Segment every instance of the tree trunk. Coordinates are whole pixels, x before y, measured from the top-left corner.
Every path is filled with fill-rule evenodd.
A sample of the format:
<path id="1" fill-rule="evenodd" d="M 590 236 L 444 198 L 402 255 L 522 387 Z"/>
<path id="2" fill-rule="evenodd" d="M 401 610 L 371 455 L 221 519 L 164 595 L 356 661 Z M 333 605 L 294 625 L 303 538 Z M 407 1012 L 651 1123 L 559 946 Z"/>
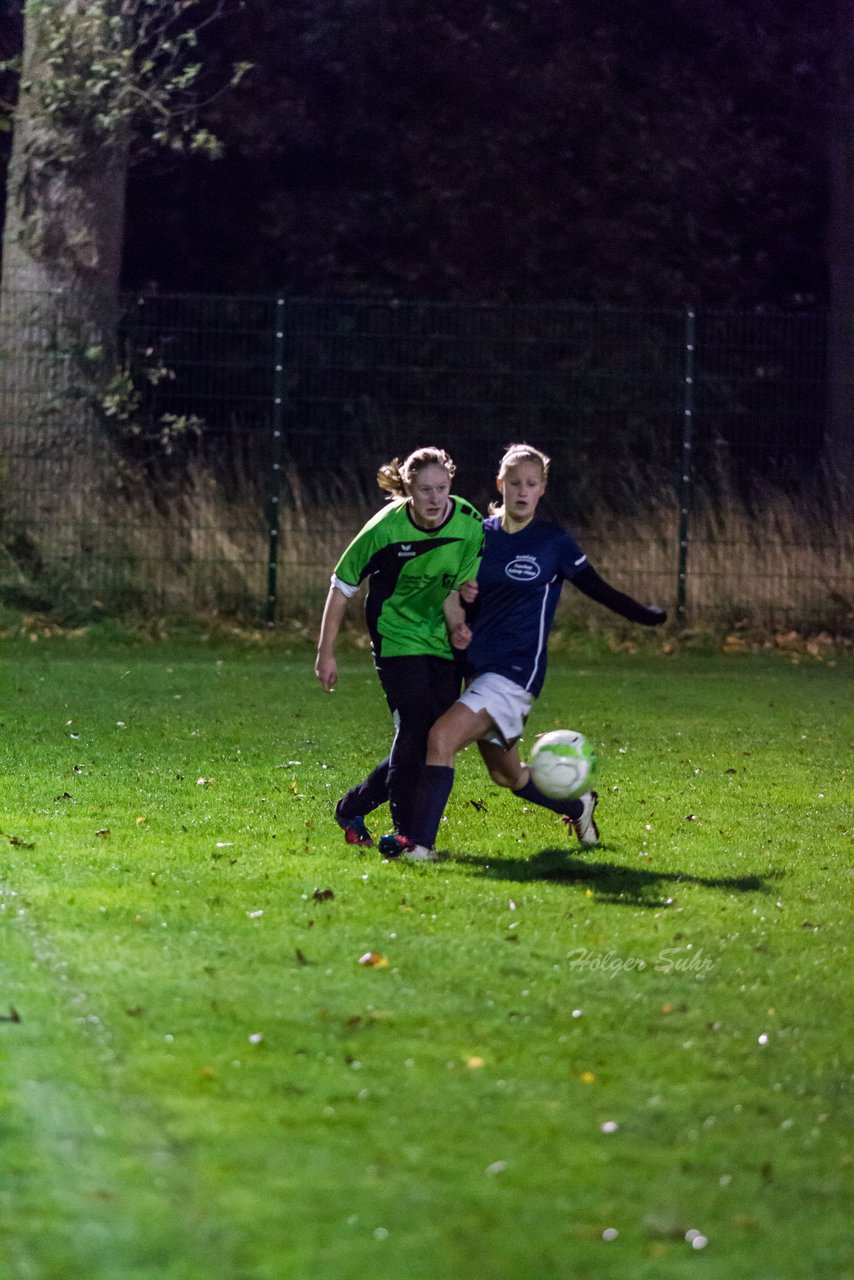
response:
<path id="1" fill-rule="evenodd" d="M 76 0 L 53 5 L 68 11 Z M 50 15 L 27 6 L 0 281 L 2 541 L 29 577 L 85 583 L 110 487 L 98 388 L 113 354 L 127 174 L 39 94 Z M 107 6 L 109 7 L 109 5 Z M 55 23 L 53 28 L 55 29 Z M 81 131 L 82 133 L 82 131 Z"/>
━━━━━━━━━━━━━━━━━━━━━━━━━━━━━━
-- Exercise details --
Without the pictures, repeat all the records word for word.

-- The answer --
Segment every instance of the tree trunk. Coordinates are whole pixels, x before y, measured from the top-left corner.
Every path is filled with fill-rule evenodd.
A sample of the format:
<path id="1" fill-rule="evenodd" d="M 590 236 L 444 198 L 402 255 L 522 387 Z"/>
<path id="2" fill-rule="evenodd" d="M 401 610 L 371 455 L 221 519 L 164 595 L 356 661 Z M 333 605 L 294 625 L 303 538 Z M 407 1012 L 651 1123 L 559 946 Z"/>
response:
<path id="1" fill-rule="evenodd" d="M 76 0 L 53 5 L 68 11 Z M 50 15 L 27 6 L 0 281 L 2 541 L 29 577 L 85 583 L 110 487 L 98 388 L 113 354 L 127 174 L 39 94 Z M 107 6 L 109 7 L 109 5 Z M 55 23 L 53 28 L 55 29 Z M 81 131 L 82 133 L 82 131 Z"/>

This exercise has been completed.